_Directions for this task_.
Rewrite the data below with each "marker" swapped for "pin", leaving every other word as it stands.

_Recorded data_.
-=-=-=-=-
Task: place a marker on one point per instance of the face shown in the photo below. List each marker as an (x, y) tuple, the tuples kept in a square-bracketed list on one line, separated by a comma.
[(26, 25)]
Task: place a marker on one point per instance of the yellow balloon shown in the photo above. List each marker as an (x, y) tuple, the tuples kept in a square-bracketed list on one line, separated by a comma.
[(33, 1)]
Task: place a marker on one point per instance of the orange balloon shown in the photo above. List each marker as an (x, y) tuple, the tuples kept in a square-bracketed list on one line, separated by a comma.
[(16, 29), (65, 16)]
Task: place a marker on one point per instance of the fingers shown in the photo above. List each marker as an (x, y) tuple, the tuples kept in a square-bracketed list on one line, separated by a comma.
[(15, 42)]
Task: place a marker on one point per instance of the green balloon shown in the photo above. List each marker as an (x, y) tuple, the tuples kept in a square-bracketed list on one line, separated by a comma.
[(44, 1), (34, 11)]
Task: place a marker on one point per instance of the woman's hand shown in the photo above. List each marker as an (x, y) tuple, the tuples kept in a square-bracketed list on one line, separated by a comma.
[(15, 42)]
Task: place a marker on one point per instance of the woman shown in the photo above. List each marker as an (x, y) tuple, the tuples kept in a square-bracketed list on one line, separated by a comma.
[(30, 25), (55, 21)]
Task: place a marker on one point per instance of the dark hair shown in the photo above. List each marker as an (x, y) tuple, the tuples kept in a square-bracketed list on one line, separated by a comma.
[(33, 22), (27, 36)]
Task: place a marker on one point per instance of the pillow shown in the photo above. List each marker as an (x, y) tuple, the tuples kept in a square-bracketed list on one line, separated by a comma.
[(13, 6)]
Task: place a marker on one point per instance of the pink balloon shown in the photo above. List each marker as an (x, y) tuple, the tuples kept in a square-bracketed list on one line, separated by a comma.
-=-=-=-=-
_Exercise result_.
Task: place a pin on one point per instance of the face shown in the photo below. List each pin as an (x, y) tuple, the tuples kept in a square-bracketed list on one line, separated by a comma.
[(26, 25)]
Task: place a pin on one point per instance of the yellow balloon shown in the photo above. List each pin as an (x, y) tuple, the tuples kept in a square-bracketed list on one line, separated by a comma.
[(33, 1)]
Task: place a pin on one point per instance of the orange balloon shown in the photo above. List each pin as an (x, y) tuple, the tuples kept in a square-bracketed list on one line, separated by a comma.
[(16, 29), (65, 16)]
Task: place a pin on one point per instance of the fingers shown in the photo above. List each pin as an (x, y) tuple, the tuples kept in a square-bracketed list on one line, separated by a comma.
[(15, 42)]
Task: place a pin on one point per instance of the green balloon shown in the photo above. List each pin as an (x, y) tuple, the tuples kept in a square-bracketed list on one line, separated by a comma.
[(44, 1), (34, 11)]
Task: place a pin on one point per instance of the woman's hand shown in the photo above. List each pin as an (x, y) tuple, the tuples kept in a square-bracketed list on one line, separated by a comma.
[(15, 42)]
Task: place a pin on one point per instance of the woman shown in the photo above. List each pin as an (x, y) tuple, the tuples kept in a square-bracketed list on one line, separated by a comma.
[(30, 25), (55, 21)]
Task: place a pin on one point per instance of the dark hair shown in the photo above. List each pin as an (x, y) tuple, the tuples kept in a square-bracketed list on one line, separated by a comma.
[(33, 22), (27, 36)]
Task: place a pin on one point per instance of the pillow shown in the photo above. List each pin as an (x, y) tuple, the tuples kept in a square-bracketed list on one line, separated by a comma.
[(13, 6)]
Task: place a pin on one point per instance of the pink balloon shown in the photo above. List each pin as an (x, y) tuple, the tuples kept in a square-bracketed list on one line, separated by a comma.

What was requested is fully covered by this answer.